[Records from a data source]
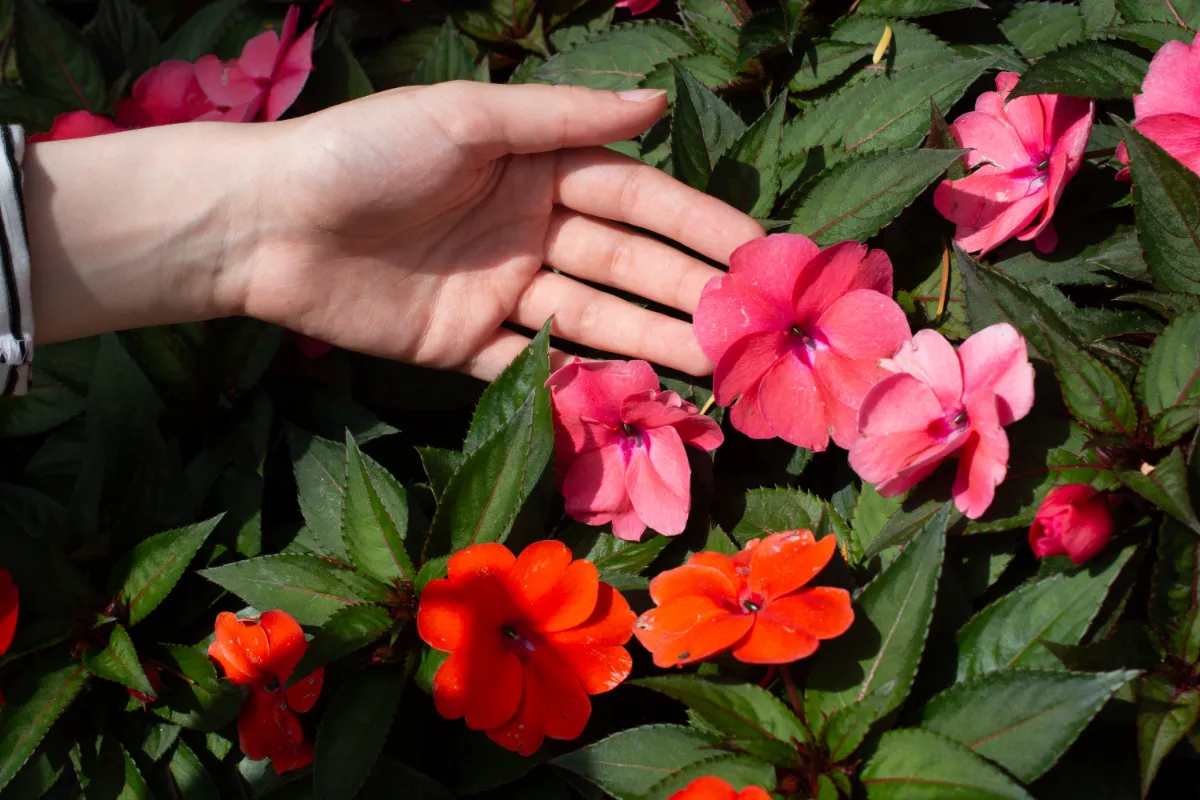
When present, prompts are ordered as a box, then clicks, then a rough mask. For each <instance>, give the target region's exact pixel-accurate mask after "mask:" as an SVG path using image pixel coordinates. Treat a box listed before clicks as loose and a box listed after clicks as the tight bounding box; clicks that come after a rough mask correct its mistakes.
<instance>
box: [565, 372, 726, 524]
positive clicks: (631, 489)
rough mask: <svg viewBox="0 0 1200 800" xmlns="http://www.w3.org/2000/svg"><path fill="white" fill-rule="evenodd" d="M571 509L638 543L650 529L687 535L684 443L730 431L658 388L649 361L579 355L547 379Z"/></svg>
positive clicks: (687, 457)
mask: <svg viewBox="0 0 1200 800" xmlns="http://www.w3.org/2000/svg"><path fill="white" fill-rule="evenodd" d="M546 385H547V386H550V389H551V395H552V396H553V401H554V451H556V456H557V461H558V483H559V488H560V489H562V492H563V497H564V498H566V513H569V515H571V517H574V518H575V519H578V521H580V522H582V523H586V524H589V525H602V524H604V523H606V522H612V533H613V534H616V535H617V536H619V537H620V539H628V540H632V541H637V540H638V539H641V537H642V534H643V533H644V531H646V528H647V527H650V528H653V529H654V530H656V531H659V533H660V534H665V535H667V536H674V535H676V534H682V533H683V529H684V525H686V524H688V510H689V509H690V506H691V467H690V465H689V464H688V453H686V451H684V445H692V446H695V447H701V449H703V450H714V449H716V447H718V446H719V445H720V444H721V443H722V441H724V440H725V434H722V433H721V428H720V426H719V425H716V422H715V421H713V420H710V419H709V417H707V416H704V415H702V414H701V413H700V409H697V408H696V407H695V405H692V404H691V403H685V402H684V401H683V399H680V397H679V396H678V395H676V393H674V392H660V391H659V377H658V375H655V374H654V368H653V367H650V365H648V363H646V362H644V361H595V362H589V363H583V362H581V361H580V360H578V359H576V360H575V363H570V365H568V366H565V367H563V368H562V369H559V371H558V372H556V373H554V374H553V375H551V377H550V380H547V381H546Z"/></svg>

Work to complete :: Copy every item above line for line, leaving out the pictures.

Solution for this task ::
When present, prompts are ordered as a box, then clicks, then a rough mask. For each <instance>, give the target region's exact pixel-accurate mask after "mask:" as an SVG path using image pixel coordinates. Treat a box listed before clicks as loose and a box listed after clicks as the tight bounding box; clicks that come after a rough mask correct its mistakes.
<instance>
box: [565, 372, 726, 524]
positive clicks: (631, 489)
rough mask: <svg viewBox="0 0 1200 800" xmlns="http://www.w3.org/2000/svg"><path fill="white" fill-rule="evenodd" d="M571 509L638 543L650 529L687 535L684 443L730 431L658 388L649 361L579 355L547 379Z"/></svg>
positive clicks: (687, 457)
mask: <svg viewBox="0 0 1200 800" xmlns="http://www.w3.org/2000/svg"><path fill="white" fill-rule="evenodd" d="M546 385H547V386H550V389H551V395H552V396H553V401H554V451H556V456H557V461H558V483H559V488H560V489H562V492H563V497H564V498H566V513H569V515H571V517H574V518H575V519H578V521H580V522H582V523H586V524H589V525H602V524H604V523H606V522H612V533H613V534H616V535H617V536H619V537H620V539H628V540H632V541H637V540H638V539H641V537H642V534H643V533H644V531H646V528H647V527H650V528H653V529H654V530H656V531H659V533H660V534H665V535H667V536H674V535H676V534H682V533H683V529H684V525H686V524H688V510H689V509H690V506H691V467H690V465H689V464H688V453H686V451H684V445H692V446H695V447H701V449H703V450H714V449H716V447H718V446H719V445H720V444H721V443H722V441H724V440H725V434H722V433H721V428H720V426H719V425H716V422H715V421H713V420H710V419H709V417H707V416H704V415H702V414H701V413H700V409H697V408H696V407H695V405H692V404H691V403H685V402H684V401H683V399H680V397H679V396H678V395H676V393H674V392H660V391H659V377H658V375H655V374H654V368H653V367H650V365H648V363H646V362H644V361H595V362H589V363H583V362H581V361H580V360H578V359H576V360H575V363H570V365H568V366H565V367H563V368H562V369H559V371H558V372H556V373H554V374H553V375H551V377H550V380H547V381H546Z"/></svg>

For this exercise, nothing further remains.